● **EXTRACT**:
>>>>>
Getting a gig on Saturday Night Live is a pretty big deal, but some stars are just not crazy about it. For instance, Return to Me actress Bonnie Hunt refused to join the late ’80s cast despite being tapped by showrunner, Lorne Michaels himself. Here’s why.
What Is Bonnie Hunt Famous For?
Hunt is a comedian-turned-actress known for her movie roles in Rain Man, Cheaper by the Dozen, Cheaper by the Dozen 2. Beethoven, Beethoven’s 2nd, Jumanji, Jerry Maguire, and The Green Mile. She also hosted her own talk show, The Bonnie Hunt Show from 2007 to 2010. In 2021, amid Ellen DeGeneres‘ toxic workplace scandal, Vulture labeled Hunt as “Daytime TV’s True Queen of Kindness.”
The outlet described her show as a “prime comfort TV that highlighted its host’s sharp wit and down-to-earth sensibility.” Writer Tom Smyth added that aside from the “sense of community” in it, “the heart of the show was when” Hunt would “simply tell a story to camera, demonstrating a Regis-like ability to talk about anything and make it entertaining.” He also cited her incredible work as a “storyteller, no matter the medium” in her films — “some great ones like Jerry Maguire, Jumanji, and Return to Me.”
In 2022, Hunt wrote and produced Amber Brown, an Apple TV+ series. “I got to make Amber an artist. When I was a kid, I was always sketching to deal with my emotions,” she said of her new project. “There are some episodes where Amber volunteers in a nursing home, which my mom had me do when I was a teenager.”
<<<<<
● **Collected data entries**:
>>>>>
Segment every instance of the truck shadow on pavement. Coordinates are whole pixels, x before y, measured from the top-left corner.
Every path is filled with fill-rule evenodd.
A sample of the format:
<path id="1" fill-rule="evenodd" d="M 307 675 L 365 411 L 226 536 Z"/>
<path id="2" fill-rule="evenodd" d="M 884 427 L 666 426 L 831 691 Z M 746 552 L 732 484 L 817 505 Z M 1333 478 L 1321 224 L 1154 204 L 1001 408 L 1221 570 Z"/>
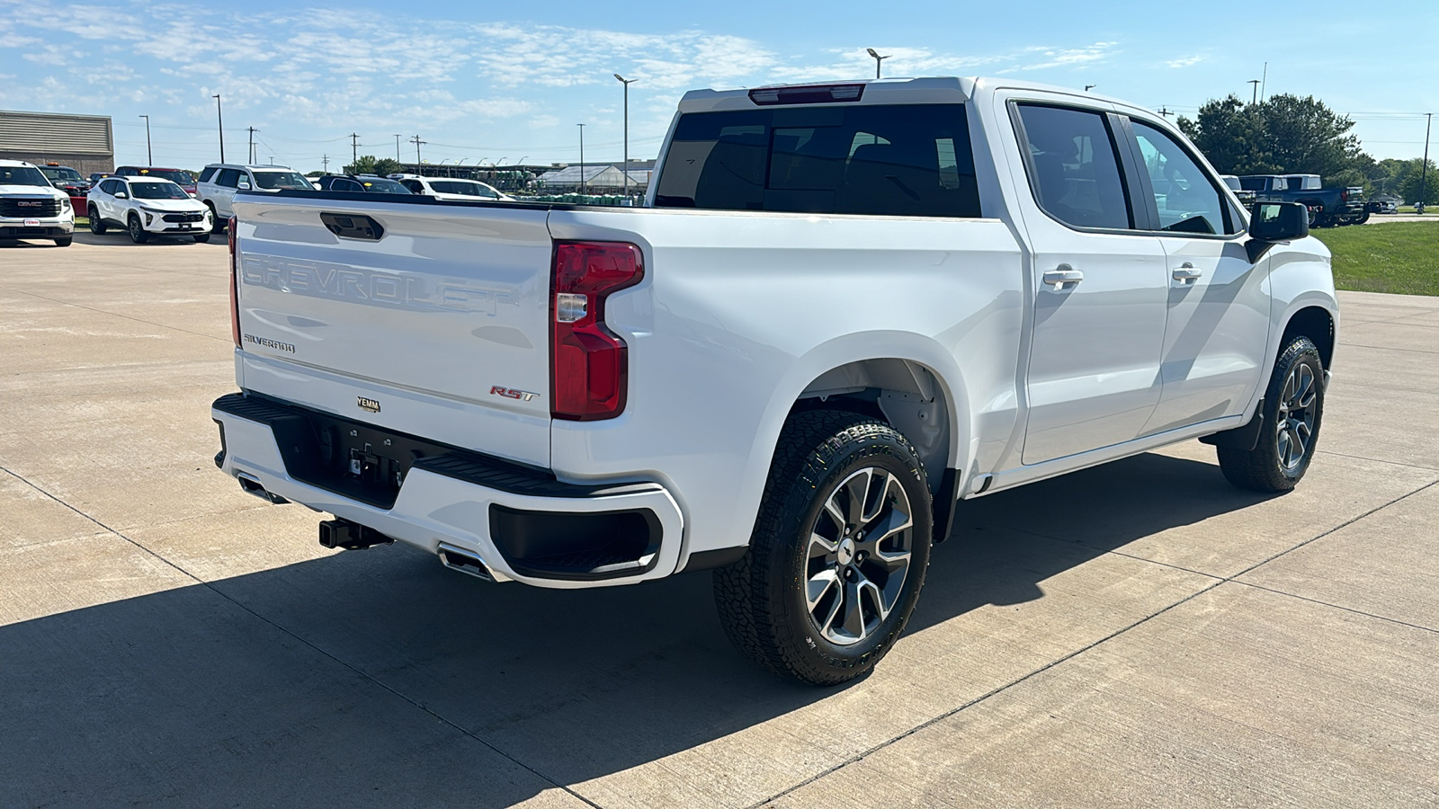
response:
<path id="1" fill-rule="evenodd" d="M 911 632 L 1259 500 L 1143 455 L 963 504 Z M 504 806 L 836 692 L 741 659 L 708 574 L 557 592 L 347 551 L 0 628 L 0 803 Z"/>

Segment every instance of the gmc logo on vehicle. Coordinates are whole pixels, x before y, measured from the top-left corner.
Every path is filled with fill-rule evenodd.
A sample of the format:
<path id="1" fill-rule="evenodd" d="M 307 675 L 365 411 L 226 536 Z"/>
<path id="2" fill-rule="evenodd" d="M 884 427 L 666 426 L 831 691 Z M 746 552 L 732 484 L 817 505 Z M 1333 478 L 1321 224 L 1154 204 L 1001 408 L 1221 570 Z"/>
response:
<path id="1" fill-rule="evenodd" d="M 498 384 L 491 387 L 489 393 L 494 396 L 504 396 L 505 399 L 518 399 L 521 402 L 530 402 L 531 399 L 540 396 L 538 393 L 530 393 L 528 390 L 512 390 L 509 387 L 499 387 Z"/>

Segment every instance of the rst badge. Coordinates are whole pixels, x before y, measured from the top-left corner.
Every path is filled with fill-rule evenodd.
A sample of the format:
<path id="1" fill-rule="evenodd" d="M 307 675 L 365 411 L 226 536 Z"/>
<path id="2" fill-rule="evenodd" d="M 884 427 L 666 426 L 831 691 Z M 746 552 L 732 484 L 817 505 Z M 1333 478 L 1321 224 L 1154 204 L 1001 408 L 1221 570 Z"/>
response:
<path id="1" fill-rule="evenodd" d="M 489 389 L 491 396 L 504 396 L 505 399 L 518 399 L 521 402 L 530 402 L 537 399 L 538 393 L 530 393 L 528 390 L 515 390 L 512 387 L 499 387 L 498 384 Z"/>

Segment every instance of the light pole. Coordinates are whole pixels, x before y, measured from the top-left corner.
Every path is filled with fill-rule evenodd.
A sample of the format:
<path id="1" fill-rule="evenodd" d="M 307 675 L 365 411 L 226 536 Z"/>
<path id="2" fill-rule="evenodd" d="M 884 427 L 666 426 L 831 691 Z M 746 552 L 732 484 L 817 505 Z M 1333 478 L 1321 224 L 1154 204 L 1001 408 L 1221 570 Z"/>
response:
<<<<<
● **TASK REQUIREMENTS**:
A: Write out every four-digit year mentioned in the Bonnie Hunt article, in the order it appears.
B: Write the next part of the Bonnie Hunt article, starting after its final sentence.

● **RESPONSE LIST**:
A: 2007, 2010, 2021, 2022

B:
“I, at first, resented it, and I [later] got great value from it as a young woman,” she continued, noting that she was with her mom during the casting process. “My mom was right by my side when we were watching the auditions over zoom, so, it’s a really special memory putting the show together.”
Why Did Bonnie Hunt Refuse To Join Saturday Night Live?
Before appearing in any show or film, Hunt was a comic actor in Chicago’s funny theater scene. According to Los Angeles Times, she was one of the Second City troupe’s most popular and visible performers at that time. The comedy club had been an established gateway to SNL for successful figures like Chris Farley, Aidy Bryant, and Julia Louis-Dreyfus. So when the late-night show went to Chicago to scout new talents in the late ’80s, Michaels immediately noticed Hunt.
But unlike many SNL aspirants, Hunt turned down the showrunner’s offer because she wanted to keep her style of improvisational comedy.
“I asked, ‘If there’s an end of a scene that doesn’t feel like it’s working, can you improvise?’ And he said, ‘Absolutely not,'” Hunt told the L.A. Times. She also slammed the “gender disparity” in the show back then. “It didn’t seem like women’s careers were really launched on that show,” she claimed.
That changed about a decade later when Tina Fey made history by replacing head writer, Adam McKay after his exit in 1999. The Mean Girls star was the first-ever female head writer since the show aired in 1975. “I was overwhelmed because it was only my third season here,” she later told E! News. A year later, not long after her promotion, Fey was also appearing on camera as Jimmy Fallon’s co-anchor in Weekend Update.
“Sometimes I meet girls after the show who want to talk to me because they’re writers or they want to be writers, and I think that’s nice,” said the Sarah Palin impersonator during an interview with Bust. “It’s nice to be a writer who’s not faceless, because it’s the secret dream of every writer to not just be a writer but also to be acknowledged for it. It’s like a fantasy come true.”
Where Is Bonnie Hunt Now?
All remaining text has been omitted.